INSTRUCTIONS TO FOLLOW » Report back every line of the entries that contains "desk", exactly as written.

[Dataset entries]
══════════════════════════════

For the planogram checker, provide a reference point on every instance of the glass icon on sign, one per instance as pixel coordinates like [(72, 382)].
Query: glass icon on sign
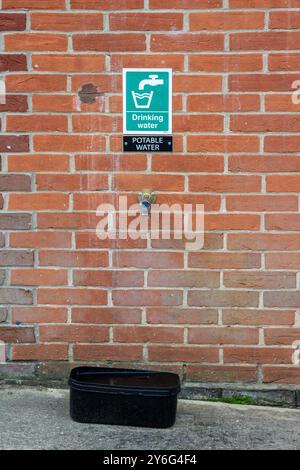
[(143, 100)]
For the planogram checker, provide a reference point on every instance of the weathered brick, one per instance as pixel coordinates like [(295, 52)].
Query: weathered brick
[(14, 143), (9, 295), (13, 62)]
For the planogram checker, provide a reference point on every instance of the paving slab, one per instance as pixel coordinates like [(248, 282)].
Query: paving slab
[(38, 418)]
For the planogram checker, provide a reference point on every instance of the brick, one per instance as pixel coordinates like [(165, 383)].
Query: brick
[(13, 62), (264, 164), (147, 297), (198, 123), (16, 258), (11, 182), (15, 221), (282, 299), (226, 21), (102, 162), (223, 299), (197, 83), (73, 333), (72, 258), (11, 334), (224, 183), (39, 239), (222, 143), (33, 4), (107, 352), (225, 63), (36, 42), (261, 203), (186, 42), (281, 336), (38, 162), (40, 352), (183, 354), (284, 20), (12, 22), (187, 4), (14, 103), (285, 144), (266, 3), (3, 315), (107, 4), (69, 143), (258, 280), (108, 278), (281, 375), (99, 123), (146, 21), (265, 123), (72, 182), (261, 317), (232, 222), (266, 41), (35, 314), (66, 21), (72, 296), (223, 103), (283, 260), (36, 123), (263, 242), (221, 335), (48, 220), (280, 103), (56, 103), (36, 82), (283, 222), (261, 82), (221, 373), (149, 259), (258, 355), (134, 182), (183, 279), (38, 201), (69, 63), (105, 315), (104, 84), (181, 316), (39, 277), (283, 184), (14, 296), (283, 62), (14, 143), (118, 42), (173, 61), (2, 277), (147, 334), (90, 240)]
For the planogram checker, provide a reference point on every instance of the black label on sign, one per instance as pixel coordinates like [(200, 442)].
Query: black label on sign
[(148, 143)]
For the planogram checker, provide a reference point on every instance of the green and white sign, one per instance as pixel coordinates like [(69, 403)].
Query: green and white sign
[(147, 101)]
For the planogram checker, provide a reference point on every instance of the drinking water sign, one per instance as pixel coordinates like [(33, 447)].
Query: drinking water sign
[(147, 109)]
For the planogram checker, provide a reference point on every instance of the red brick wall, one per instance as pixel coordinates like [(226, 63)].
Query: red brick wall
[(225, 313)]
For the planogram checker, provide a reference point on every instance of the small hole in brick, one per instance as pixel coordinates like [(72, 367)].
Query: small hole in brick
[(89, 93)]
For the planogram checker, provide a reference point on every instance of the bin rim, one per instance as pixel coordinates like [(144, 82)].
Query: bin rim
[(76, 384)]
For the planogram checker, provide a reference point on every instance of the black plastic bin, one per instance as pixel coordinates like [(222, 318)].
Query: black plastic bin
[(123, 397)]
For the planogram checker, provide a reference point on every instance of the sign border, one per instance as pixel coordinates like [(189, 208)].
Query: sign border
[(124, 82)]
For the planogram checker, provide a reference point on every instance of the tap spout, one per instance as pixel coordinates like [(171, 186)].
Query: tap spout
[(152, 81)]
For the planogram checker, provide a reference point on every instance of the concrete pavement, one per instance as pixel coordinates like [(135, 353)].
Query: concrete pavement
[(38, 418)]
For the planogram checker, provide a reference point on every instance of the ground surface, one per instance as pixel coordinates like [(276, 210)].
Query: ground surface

══════════════════════════════

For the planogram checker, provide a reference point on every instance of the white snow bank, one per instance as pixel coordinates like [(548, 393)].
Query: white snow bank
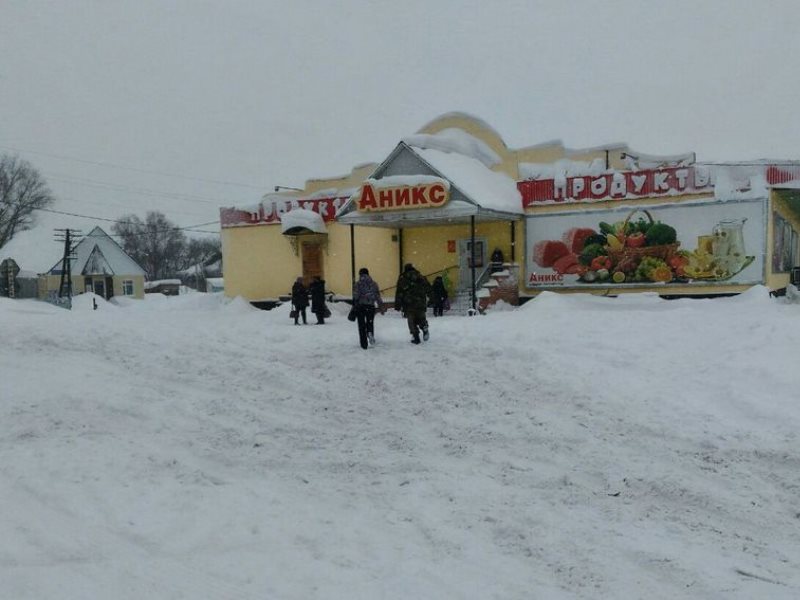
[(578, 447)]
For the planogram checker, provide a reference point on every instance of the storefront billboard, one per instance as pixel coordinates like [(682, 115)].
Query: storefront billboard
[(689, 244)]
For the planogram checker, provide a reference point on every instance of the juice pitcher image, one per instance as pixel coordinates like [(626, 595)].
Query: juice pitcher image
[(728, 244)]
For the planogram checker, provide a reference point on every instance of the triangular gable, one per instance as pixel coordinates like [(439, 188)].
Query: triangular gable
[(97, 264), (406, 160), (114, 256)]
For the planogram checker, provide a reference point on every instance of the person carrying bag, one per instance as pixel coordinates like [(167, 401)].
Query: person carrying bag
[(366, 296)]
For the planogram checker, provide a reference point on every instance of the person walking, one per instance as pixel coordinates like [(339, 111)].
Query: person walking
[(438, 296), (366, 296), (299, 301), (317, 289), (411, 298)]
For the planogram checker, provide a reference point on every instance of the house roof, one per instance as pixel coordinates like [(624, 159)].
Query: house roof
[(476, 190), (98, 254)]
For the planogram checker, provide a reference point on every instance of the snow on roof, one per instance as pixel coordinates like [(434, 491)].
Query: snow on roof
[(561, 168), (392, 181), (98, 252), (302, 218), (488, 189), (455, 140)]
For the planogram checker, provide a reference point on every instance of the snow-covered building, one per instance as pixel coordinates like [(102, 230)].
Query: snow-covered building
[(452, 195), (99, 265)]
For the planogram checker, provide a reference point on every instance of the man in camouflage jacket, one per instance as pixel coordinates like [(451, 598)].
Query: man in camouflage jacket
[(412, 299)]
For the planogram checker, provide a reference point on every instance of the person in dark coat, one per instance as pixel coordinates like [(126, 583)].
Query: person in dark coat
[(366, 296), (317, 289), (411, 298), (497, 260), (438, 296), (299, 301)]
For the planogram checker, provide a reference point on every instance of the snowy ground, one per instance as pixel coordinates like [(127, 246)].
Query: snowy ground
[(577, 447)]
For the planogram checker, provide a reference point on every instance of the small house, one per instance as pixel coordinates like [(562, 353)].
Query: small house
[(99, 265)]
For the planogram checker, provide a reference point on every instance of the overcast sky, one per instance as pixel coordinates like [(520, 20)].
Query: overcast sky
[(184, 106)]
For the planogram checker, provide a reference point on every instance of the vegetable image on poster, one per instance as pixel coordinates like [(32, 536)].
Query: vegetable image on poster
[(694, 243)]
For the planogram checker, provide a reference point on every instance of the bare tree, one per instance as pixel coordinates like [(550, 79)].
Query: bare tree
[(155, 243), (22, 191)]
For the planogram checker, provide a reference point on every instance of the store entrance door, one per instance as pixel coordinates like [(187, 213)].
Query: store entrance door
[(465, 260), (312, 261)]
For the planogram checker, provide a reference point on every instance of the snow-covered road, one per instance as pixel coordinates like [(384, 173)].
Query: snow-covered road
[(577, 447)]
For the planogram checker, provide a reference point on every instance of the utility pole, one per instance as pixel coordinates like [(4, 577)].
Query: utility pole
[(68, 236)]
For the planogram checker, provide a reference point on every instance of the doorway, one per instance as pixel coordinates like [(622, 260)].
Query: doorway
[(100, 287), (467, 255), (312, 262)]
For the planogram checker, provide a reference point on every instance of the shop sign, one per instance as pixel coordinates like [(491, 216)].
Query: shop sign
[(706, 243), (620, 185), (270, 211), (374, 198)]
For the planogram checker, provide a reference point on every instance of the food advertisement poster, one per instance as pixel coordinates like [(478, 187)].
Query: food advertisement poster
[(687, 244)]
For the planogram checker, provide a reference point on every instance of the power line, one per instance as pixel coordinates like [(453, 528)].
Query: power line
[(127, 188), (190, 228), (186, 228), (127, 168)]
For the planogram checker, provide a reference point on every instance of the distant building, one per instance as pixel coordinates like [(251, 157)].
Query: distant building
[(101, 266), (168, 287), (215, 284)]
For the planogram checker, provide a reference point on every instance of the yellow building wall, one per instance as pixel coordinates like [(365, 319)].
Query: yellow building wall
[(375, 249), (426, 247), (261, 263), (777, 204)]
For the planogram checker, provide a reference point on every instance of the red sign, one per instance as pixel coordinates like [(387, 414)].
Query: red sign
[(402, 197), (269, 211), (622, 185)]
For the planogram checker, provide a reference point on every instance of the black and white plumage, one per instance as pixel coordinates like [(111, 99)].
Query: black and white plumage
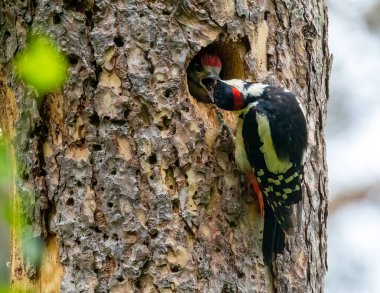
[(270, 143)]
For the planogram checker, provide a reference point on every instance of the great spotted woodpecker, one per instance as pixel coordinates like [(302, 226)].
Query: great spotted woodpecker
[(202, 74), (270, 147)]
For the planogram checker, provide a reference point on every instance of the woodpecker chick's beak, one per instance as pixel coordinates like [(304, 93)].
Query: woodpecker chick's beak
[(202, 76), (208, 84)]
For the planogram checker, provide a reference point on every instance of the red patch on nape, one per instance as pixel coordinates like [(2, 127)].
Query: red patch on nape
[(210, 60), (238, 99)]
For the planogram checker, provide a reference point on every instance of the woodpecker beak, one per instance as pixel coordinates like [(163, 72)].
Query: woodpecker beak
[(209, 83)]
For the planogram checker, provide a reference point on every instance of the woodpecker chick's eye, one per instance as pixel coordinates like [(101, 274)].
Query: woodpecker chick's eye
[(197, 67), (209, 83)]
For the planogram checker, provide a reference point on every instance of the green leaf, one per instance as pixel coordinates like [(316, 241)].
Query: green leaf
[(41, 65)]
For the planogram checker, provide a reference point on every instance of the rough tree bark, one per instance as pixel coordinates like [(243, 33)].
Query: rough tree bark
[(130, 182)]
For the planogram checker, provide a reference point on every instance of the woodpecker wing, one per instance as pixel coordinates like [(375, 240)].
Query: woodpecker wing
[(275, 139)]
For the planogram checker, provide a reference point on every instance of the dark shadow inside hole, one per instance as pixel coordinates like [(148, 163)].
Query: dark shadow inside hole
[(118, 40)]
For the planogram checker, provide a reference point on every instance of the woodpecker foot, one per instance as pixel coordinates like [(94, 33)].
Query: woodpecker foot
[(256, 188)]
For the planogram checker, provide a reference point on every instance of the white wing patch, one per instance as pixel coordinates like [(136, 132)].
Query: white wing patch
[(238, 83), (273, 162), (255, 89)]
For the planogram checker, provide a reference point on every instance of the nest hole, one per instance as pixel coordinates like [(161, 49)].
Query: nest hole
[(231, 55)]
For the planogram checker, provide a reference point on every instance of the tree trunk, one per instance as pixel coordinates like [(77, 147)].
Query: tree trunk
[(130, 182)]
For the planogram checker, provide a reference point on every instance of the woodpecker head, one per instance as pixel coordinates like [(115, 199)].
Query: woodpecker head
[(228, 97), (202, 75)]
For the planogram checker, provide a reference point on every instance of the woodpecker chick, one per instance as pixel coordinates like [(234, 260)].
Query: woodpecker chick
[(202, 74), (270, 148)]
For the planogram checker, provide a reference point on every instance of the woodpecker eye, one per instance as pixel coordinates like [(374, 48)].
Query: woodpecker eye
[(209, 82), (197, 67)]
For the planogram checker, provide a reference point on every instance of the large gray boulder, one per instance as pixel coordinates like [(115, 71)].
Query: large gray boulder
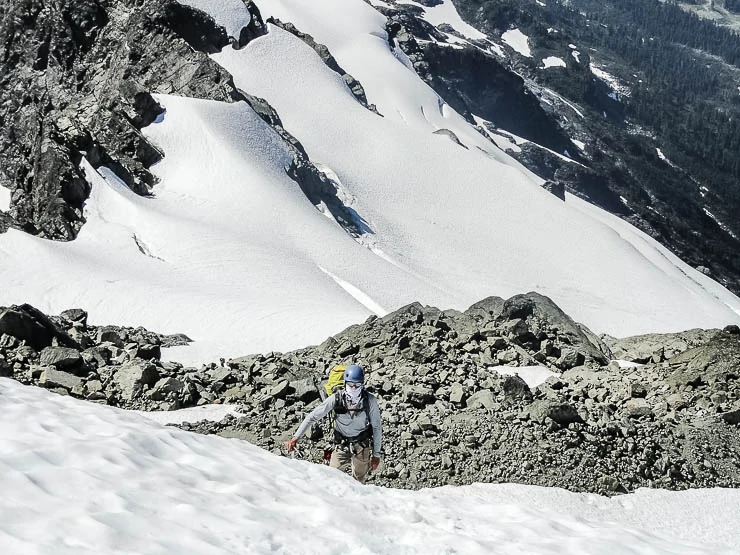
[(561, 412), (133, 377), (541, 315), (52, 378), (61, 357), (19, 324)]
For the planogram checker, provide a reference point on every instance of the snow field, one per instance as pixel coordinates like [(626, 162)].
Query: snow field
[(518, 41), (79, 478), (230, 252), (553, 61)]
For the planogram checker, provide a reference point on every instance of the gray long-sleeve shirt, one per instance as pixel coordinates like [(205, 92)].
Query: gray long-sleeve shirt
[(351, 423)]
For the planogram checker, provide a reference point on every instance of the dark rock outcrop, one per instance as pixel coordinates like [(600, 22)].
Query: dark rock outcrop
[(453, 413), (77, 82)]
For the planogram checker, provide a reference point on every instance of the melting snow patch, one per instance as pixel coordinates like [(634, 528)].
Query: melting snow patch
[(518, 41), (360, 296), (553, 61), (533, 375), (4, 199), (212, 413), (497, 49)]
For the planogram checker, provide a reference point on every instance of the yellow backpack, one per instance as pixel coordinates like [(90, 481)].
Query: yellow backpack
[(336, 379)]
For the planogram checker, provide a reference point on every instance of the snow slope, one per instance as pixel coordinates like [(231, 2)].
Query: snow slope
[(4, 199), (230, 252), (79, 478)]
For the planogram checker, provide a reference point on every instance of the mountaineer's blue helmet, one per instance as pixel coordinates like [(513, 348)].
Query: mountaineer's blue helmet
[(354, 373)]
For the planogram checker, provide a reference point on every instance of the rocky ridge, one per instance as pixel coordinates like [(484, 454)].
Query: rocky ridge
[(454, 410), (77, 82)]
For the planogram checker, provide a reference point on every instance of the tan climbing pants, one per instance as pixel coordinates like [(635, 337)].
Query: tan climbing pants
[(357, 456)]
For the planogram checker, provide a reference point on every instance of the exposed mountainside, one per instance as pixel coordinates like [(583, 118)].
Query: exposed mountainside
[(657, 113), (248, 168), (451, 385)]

══════════════════════════════

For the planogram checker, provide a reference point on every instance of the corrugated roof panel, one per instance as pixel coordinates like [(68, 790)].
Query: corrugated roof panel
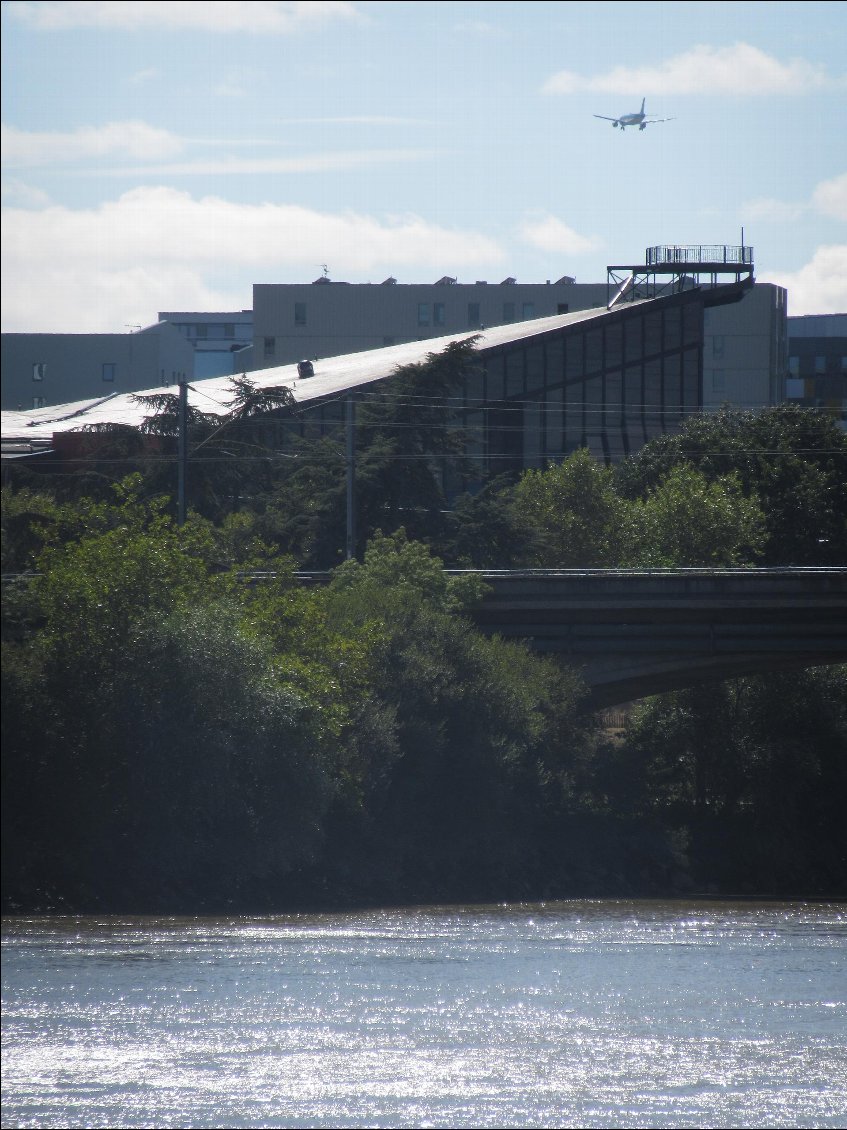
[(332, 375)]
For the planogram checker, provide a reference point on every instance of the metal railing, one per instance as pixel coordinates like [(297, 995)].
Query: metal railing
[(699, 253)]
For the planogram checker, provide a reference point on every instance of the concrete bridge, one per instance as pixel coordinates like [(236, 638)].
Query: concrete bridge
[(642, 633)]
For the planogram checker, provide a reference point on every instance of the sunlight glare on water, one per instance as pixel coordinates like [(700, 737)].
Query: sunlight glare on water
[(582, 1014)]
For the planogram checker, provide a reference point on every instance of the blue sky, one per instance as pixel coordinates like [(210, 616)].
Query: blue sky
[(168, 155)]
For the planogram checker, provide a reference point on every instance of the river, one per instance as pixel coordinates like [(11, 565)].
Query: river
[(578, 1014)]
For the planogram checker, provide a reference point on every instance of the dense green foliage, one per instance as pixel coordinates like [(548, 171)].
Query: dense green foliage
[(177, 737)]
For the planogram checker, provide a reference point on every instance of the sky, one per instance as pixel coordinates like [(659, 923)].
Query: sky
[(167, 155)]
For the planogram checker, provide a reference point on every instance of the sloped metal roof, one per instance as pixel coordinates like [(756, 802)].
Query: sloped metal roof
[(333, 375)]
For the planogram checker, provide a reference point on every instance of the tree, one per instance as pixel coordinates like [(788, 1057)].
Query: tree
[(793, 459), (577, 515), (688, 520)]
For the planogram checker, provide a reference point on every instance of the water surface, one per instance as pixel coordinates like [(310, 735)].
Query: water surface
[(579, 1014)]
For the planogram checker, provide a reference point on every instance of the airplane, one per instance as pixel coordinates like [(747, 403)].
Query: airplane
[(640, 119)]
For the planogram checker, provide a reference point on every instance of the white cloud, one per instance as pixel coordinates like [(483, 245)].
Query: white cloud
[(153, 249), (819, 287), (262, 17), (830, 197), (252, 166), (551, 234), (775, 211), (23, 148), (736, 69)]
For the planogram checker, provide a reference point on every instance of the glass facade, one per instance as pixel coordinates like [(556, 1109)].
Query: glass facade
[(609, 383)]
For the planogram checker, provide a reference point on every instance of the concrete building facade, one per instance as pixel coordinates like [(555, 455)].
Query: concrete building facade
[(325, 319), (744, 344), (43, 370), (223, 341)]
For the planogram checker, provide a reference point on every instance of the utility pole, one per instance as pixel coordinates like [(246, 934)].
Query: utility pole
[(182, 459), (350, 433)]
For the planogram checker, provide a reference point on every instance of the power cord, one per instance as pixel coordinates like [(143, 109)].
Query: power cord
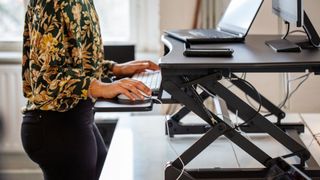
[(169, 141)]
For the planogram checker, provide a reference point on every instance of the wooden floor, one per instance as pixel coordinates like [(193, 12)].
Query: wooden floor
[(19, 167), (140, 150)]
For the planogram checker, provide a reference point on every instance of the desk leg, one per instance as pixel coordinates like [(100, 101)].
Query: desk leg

══════════════════════════════

WRITTEN RESPONSE »
For the planogram checker, provide a reference point on every instance of the desk leg, one per instance as pixel coordinates like [(100, 101)].
Query: desk leg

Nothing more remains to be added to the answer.